DATA FOR REVIEW:
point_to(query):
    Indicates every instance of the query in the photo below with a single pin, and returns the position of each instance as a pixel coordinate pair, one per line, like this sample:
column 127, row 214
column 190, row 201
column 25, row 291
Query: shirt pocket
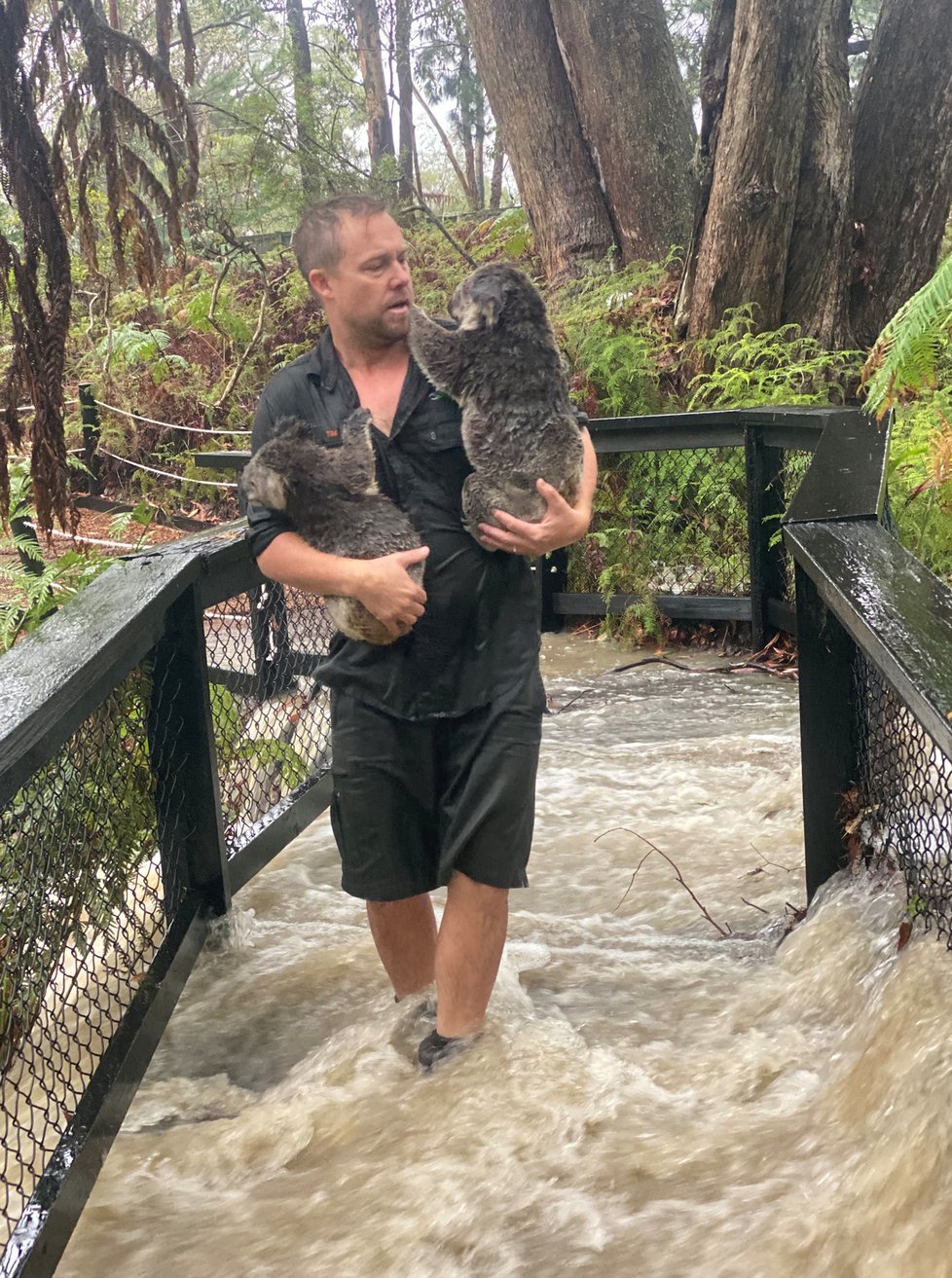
column 440, row 433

WORK ITEM: Copy every entry exactly; drop the pictures.

ANSWER SECTION:
point_to(query):
    Indicates every instance of the query in the photo below with a single pin, and returns the position of each instance as a pixel coordinate pair, one per line, like this sample:
column 127, row 214
column 190, row 201
column 25, row 291
Query: shirt pocket
column 440, row 433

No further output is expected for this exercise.